*** EXCERPTED RECORDS ***

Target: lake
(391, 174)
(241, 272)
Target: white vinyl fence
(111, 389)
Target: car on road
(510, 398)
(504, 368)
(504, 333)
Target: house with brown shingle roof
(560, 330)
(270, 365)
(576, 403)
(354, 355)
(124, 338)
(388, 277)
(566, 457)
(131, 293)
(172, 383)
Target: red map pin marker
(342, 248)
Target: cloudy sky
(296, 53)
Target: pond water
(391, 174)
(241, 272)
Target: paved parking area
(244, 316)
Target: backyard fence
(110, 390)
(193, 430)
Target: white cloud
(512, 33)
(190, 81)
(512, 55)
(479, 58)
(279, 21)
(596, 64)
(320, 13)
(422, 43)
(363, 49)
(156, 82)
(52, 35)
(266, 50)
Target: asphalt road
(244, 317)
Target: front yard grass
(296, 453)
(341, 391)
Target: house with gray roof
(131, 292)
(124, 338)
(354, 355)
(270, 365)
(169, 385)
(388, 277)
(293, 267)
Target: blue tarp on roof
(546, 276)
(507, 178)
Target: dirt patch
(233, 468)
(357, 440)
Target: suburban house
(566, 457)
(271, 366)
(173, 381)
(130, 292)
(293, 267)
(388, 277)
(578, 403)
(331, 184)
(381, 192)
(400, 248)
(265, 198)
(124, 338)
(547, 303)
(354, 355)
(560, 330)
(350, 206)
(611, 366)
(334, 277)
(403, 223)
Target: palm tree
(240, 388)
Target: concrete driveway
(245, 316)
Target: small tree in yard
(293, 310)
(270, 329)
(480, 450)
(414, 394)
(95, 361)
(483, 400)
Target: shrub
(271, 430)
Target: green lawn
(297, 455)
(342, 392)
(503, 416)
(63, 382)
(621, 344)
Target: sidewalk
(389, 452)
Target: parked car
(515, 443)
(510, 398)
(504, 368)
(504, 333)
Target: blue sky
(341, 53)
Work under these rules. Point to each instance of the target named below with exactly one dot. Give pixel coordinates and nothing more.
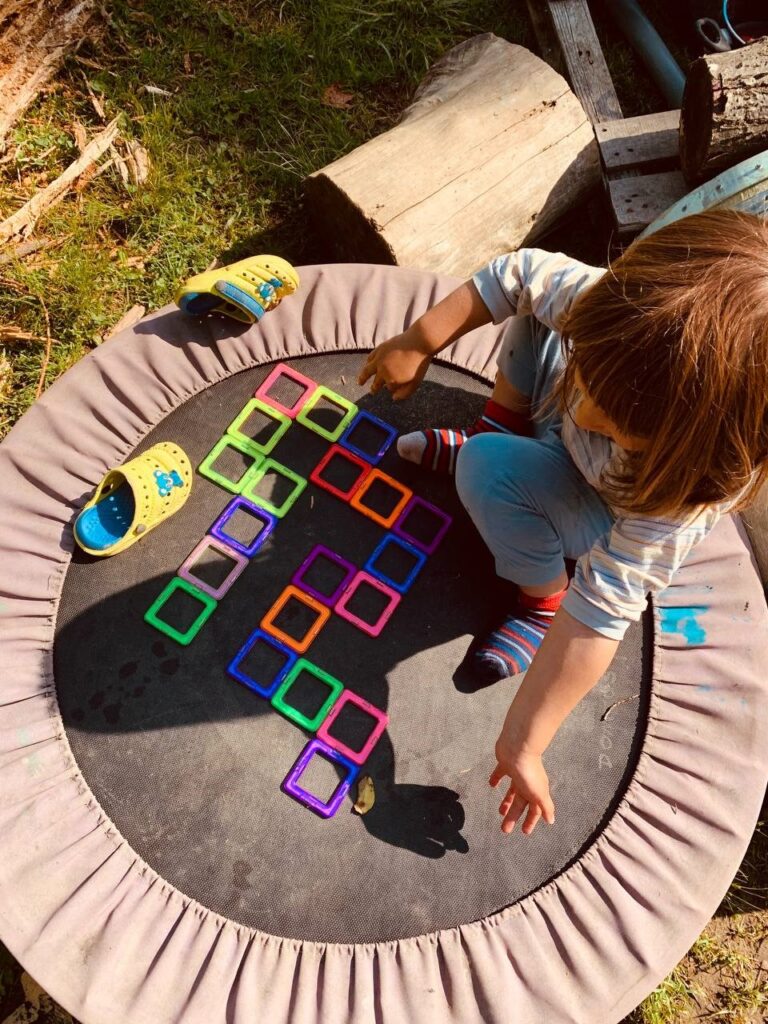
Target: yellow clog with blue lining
(134, 499)
(245, 290)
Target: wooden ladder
(640, 156)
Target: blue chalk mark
(684, 622)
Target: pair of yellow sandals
(147, 489)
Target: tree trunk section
(724, 118)
(35, 37)
(494, 148)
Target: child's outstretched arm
(569, 662)
(399, 364)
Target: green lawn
(229, 99)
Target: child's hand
(398, 365)
(528, 787)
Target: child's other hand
(528, 787)
(397, 365)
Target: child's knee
(480, 461)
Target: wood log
(494, 148)
(35, 37)
(724, 116)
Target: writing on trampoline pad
(605, 742)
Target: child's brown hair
(672, 345)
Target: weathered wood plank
(640, 200)
(649, 138)
(589, 73)
(549, 45)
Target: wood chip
(334, 95)
(9, 334)
(6, 377)
(156, 90)
(32, 246)
(137, 161)
(24, 220)
(130, 318)
(81, 135)
(366, 795)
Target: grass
(241, 121)
(242, 118)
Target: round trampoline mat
(188, 763)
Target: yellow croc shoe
(132, 500)
(246, 290)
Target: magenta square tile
(185, 570)
(442, 521)
(283, 370)
(380, 723)
(321, 551)
(365, 579)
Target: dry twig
(24, 220)
(46, 353)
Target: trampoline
(154, 871)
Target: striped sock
(510, 648)
(437, 449)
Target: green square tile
(310, 724)
(258, 472)
(283, 421)
(325, 392)
(206, 467)
(209, 606)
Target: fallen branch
(39, 55)
(130, 318)
(25, 219)
(9, 334)
(28, 248)
(46, 353)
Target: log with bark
(494, 148)
(724, 116)
(35, 37)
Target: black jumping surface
(188, 763)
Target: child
(630, 412)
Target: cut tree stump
(35, 37)
(494, 148)
(724, 117)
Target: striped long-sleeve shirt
(639, 555)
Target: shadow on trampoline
(112, 684)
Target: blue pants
(530, 504)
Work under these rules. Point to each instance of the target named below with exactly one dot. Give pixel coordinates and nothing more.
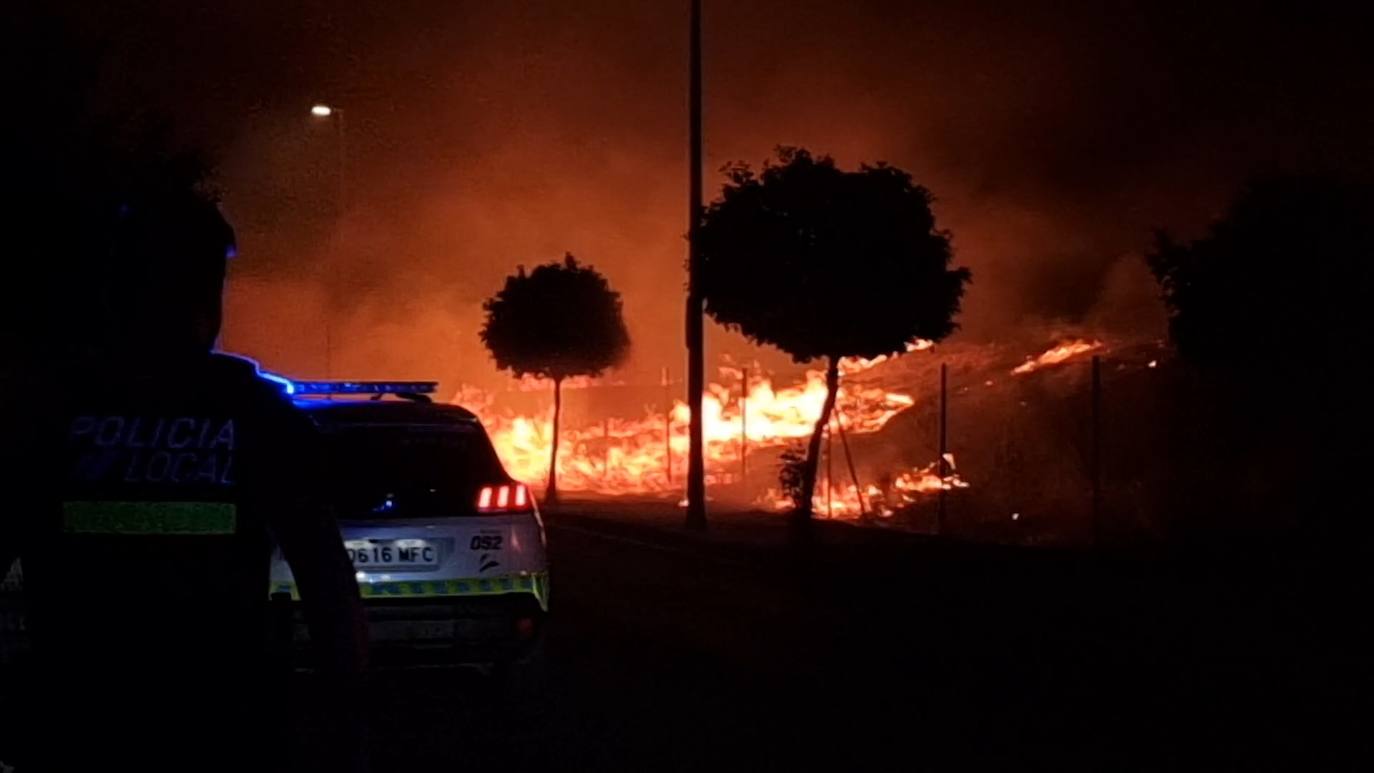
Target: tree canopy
(1281, 279)
(559, 320)
(825, 262)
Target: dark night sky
(485, 135)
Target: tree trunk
(551, 492)
(808, 474)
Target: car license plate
(392, 554)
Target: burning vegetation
(756, 430)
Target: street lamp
(322, 110)
(335, 114)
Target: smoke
(481, 136)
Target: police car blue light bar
(363, 387)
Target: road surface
(755, 650)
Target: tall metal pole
(695, 332)
(944, 448)
(342, 210)
(668, 429)
(744, 429)
(1095, 460)
(830, 467)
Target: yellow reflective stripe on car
(535, 584)
(149, 518)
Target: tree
(1270, 308)
(559, 320)
(823, 262)
(1282, 279)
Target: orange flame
(1057, 354)
(631, 456)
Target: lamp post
(695, 332)
(335, 114)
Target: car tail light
(507, 497)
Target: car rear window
(400, 470)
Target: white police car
(448, 548)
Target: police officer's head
(161, 290)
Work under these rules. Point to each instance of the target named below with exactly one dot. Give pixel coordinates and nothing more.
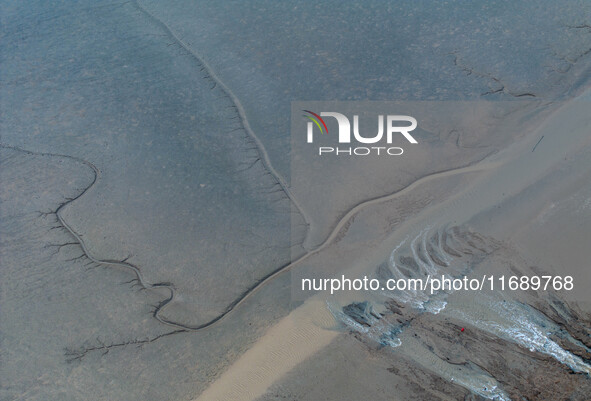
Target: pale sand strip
(302, 333)
(285, 345)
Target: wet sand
(510, 174)
(152, 229)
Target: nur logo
(395, 124)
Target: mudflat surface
(147, 190)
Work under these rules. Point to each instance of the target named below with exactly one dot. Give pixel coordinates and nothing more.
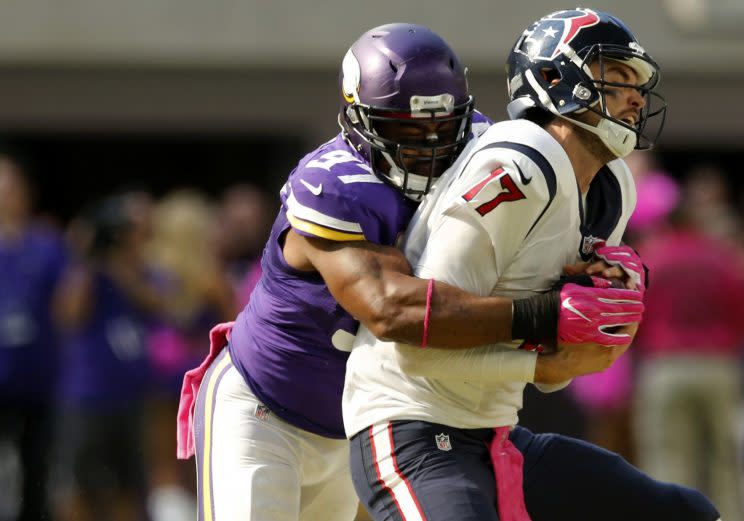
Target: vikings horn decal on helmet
(548, 68)
(405, 105)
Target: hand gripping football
(592, 314)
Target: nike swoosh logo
(525, 180)
(567, 304)
(315, 190)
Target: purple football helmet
(548, 68)
(405, 104)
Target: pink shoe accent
(507, 466)
(218, 338)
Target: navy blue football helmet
(407, 76)
(548, 68)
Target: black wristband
(536, 318)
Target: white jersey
(504, 221)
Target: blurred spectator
(708, 201)
(245, 217)
(689, 348)
(182, 251)
(105, 305)
(31, 263)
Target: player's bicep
(359, 274)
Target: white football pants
(253, 466)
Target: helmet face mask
(406, 107)
(550, 67)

***

- **REQUIRED WORK**
Please rewrite all the records above, replacing "Point to each instance" with "Mark each instance" wherever it occurs and keeping everything else the same. Leave the pictures out.

- **SOLUTION TO THIS PROBLEM**
Target: lake
(391, 174)
(241, 272)
Target: white vinyl fence
(111, 389)
Target: car on road
(510, 398)
(504, 368)
(504, 333)
Target: house with brown shingle roof
(560, 330)
(270, 365)
(576, 403)
(354, 355)
(124, 338)
(388, 277)
(566, 457)
(131, 293)
(172, 383)
Target: red map pin marker
(342, 248)
Target: cloudy sky
(296, 53)
Target: pond water
(391, 174)
(241, 272)
Target: paved parking area
(244, 316)
Target: backyard fence
(110, 390)
(193, 430)
Target: white cloud
(512, 33)
(190, 81)
(512, 55)
(479, 58)
(279, 21)
(596, 64)
(320, 13)
(422, 43)
(363, 49)
(156, 82)
(52, 35)
(266, 50)
Target: asphalt road
(244, 317)
Target: front yard grass
(296, 453)
(341, 391)
Target: house with gray roof
(131, 292)
(124, 338)
(354, 355)
(270, 365)
(169, 385)
(388, 277)
(293, 267)
Target: blue tarp on roof
(546, 276)
(507, 178)
Target: dirt patch
(233, 468)
(357, 440)
Target: suburban house
(566, 457)
(271, 366)
(173, 381)
(130, 292)
(293, 267)
(388, 277)
(578, 403)
(331, 184)
(381, 192)
(400, 248)
(265, 198)
(124, 338)
(547, 303)
(354, 355)
(560, 330)
(350, 206)
(611, 366)
(334, 277)
(403, 223)
Target: palm tree
(240, 388)
Target: concrete driveway
(245, 316)
Target: small tree in yard
(293, 310)
(270, 329)
(480, 450)
(414, 394)
(95, 361)
(483, 400)
Target: shrub
(271, 430)
Target: green lawn
(297, 455)
(342, 392)
(503, 416)
(63, 382)
(621, 344)
Target: sidewalk
(389, 452)
Target: parked car
(515, 443)
(510, 398)
(504, 368)
(504, 333)
Target: blue sky
(341, 53)
Work under these rules. Mark each instance of the target named below with exactly one dot. Give pixel coordinates and nothing more.
Target: yellow clog with blue lining
(134, 499)
(245, 290)
Target: wooden ladder
(640, 156)
Target: blue chalk mark
(684, 622)
Target: pair of yellow sandals
(147, 489)
Target: tree trunk section
(724, 118)
(35, 37)
(494, 148)
Target: child's outstretched arm
(569, 662)
(399, 364)
Target: green lawn
(229, 99)
Target: child's hand
(398, 365)
(528, 787)
Target: child's other hand
(528, 787)
(397, 365)
Target: child's knee
(480, 461)
Target: wood log
(494, 148)
(35, 37)
(724, 116)
Target: writing on trampoline pad
(605, 742)
Target: child's brown hair
(672, 345)
Target: weathered wood plank
(640, 200)
(649, 138)
(589, 73)
(549, 45)
Target: wood chip
(334, 95)
(9, 334)
(6, 377)
(156, 90)
(32, 246)
(137, 161)
(24, 220)
(130, 318)
(81, 135)
(366, 795)
Target: grass
(241, 121)
(242, 118)
Target: round trampoline mat
(188, 763)
Target: yellow croc shoe
(132, 500)
(246, 290)
Target: magenta square tile
(185, 570)
(442, 521)
(283, 370)
(380, 723)
(321, 551)
(365, 579)
Target: dry twig
(24, 220)
(46, 353)
Target: trampoline
(154, 871)
Target: striped sock
(510, 648)
(437, 449)
Target: green square tile
(310, 724)
(258, 472)
(283, 421)
(325, 392)
(206, 467)
(209, 606)
Target: fallen branch
(39, 55)
(130, 318)
(25, 219)
(9, 334)
(28, 248)
(46, 353)
Target: log with bark
(494, 148)
(724, 116)
(35, 37)
Target: black jumping surface
(188, 763)
Target: child
(630, 412)
Target: cut tree stump
(35, 37)
(494, 148)
(724, 117)
Target: striped long-sleeve shirt
(639, 555)
Target: shadow on trampoline
(112, 684)
Target: blue pants
(530, 504)
Work under these rules. Mark each instance of the target named below with exactly one dot. Give pixel coordinates and nothing more.
Target: tree canopy
(1281, 279)
(559, 320)
(825, 262)
Target: dark night sky
(485, 135)
Target: tree trunk
(551, 492)
(808, 474)
Target: car license plate
(392, 554)
Target: burning vegetation
(756, 430)
Target: street lamp
(322, 110)
(335, 114)
Target: smoke
(481, 136)
Target: police car blue light bar
(363, 387)
Target: road surface
(755, 650)
Target: tall metal pole
(695, 332)
(944, 448)
(342, 210)
(668, 429)
(744, 429)
(1095, 460)
(830, 467)
Target: yellow reflective stripe on car
(535, 584)
(149, 518)
Target: tree
(1270, 308)
(559, 320)
(823, 262)
(1282, 279)
Target: orange flame
(1057, 354)
(631, 456)
Target: lamp post
(695, 332)
(335, 114)
Target: car tail light
(507, 497)
Target: car rear window
(400, 470)
Target: white police car
(448, 548)
Target: police officer's head
(161, 290)
Work under these rules. Mark each instance of the target named below with exactly one dot. Give pixel coordinates and nothing more.
Target: pale sand strip
(302, 333)
(285, 345)
Target: wet sand
(510, 174)
(152, 229)
Target: nur logo
(395, 124)
Target: mudflat surface
(147, 190)
Work under these rules. Mark each instance of the target named below with exactly one dot. Give pixel coordinates and nothing more.
Target: vikings horn decal on helmet
(548, 68)
(405, 105)
Target: hand gripping football
(592, 314)
Target: nike swoosh logo
(525, 180)
(567, 304)
(315, 190)
Target: purple football helmet
(548, 68)
(405, 104)
Target: pink shoe accent
(507, 466)
(218, 338)
Target: navy blue football helmet
(407, 76)
(548, 68)
Target: black wristband
(536, 318)
Target: white jersey
(504, 221)
Target: blurred spectator
(708, 201)
(245, 217)
(689, 348)
(182, 251)
(105, 305)
(31, 263)
Target: player's bicep
(359, 274)
Target: white football pants
(253, 466)
Target: helmet face mask
(406, 107)
(550, 67)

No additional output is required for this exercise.